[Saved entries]
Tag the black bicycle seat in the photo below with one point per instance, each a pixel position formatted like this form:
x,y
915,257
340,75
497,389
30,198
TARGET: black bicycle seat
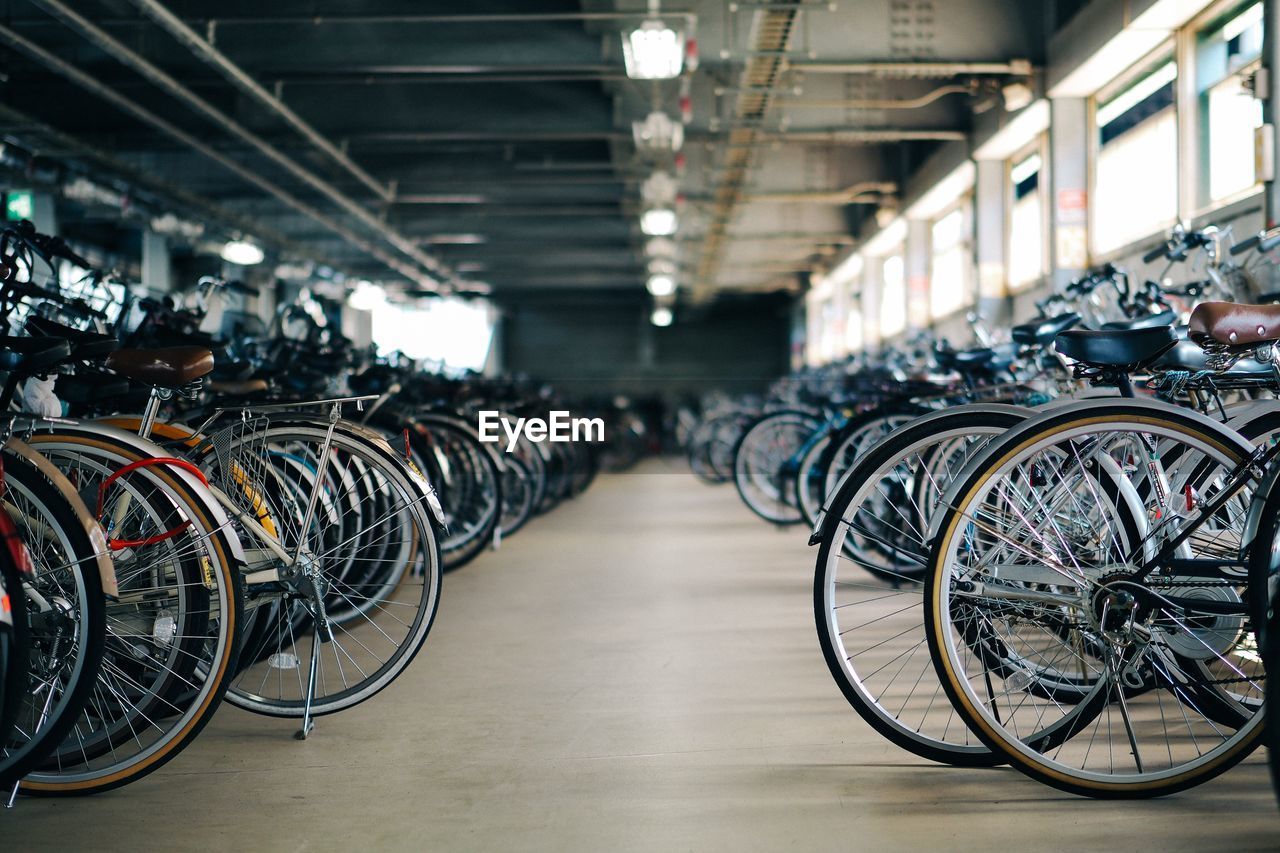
x,y
32,356
1043,331
87,346
1123,349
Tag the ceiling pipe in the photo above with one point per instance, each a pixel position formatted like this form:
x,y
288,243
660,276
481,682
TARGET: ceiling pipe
x,y
516,17
840,136
883,103
190,39
91,85
867,191
164,81
918,71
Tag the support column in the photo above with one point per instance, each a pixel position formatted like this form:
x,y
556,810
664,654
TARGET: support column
x,y
915,264
156,263
1271,103
1069,176
44,213
990,211
872,277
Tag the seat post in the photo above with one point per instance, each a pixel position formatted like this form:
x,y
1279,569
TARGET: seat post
x,y
149,414
1125,384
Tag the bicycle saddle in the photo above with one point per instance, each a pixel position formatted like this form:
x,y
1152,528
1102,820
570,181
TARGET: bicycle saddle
x,y
164,368
31,356
88,346
1123,349
1043,331
90,388
1234,323
1188,355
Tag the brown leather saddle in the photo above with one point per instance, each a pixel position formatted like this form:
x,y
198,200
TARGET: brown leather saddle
x,y
1234,324
163,368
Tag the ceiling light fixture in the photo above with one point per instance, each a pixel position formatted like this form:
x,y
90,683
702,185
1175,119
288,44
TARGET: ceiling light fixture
x,y
659,222
661,284
661,247
658,133
653,51
242,252
662,267
366,296
659,188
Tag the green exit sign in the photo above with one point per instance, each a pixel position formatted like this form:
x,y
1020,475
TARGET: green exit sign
x,y
18,204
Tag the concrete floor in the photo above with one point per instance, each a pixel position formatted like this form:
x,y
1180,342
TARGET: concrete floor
x,y
635,671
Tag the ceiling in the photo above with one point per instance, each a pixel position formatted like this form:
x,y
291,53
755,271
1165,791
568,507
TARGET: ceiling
x,y
490,142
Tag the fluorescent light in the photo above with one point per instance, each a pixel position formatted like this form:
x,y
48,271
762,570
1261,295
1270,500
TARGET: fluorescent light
x,y
1134,95
658,132
888,238
243,252
659,247
1242,22
1016,135
1024,169
661,284
653,51
1114,58
1016,96
659,188
944,192
659,222
846,270
366,296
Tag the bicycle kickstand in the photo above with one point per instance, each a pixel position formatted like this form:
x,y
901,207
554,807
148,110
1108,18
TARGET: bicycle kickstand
x,y
323,633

### Your task
Word for word, repeat the line holding "Tag the fluorescent" and all lines after it through the end of the entries above.

### Answer box
Tag the fluorescent light in the photo above with one point per instance, each a pixel position formatted like this form:
x,y
48,271
762,570
1261,295
1270,500
TARGET: fluorescent light
x,y
1134,95
658,132
888,238
243,252
659,247
1242,22
1016,135
1024,169
661,284
653,51
1114,58
1016,96
659,188
944,192
659,222
846,270
366,296
Tag the bicycle kickstand in the photo above with one point per instance, each a pixel position formatted like this form:
x,y
901,207
554,807
148,110
1108,18
TARGET: bicycle kickstand
x,y
323,633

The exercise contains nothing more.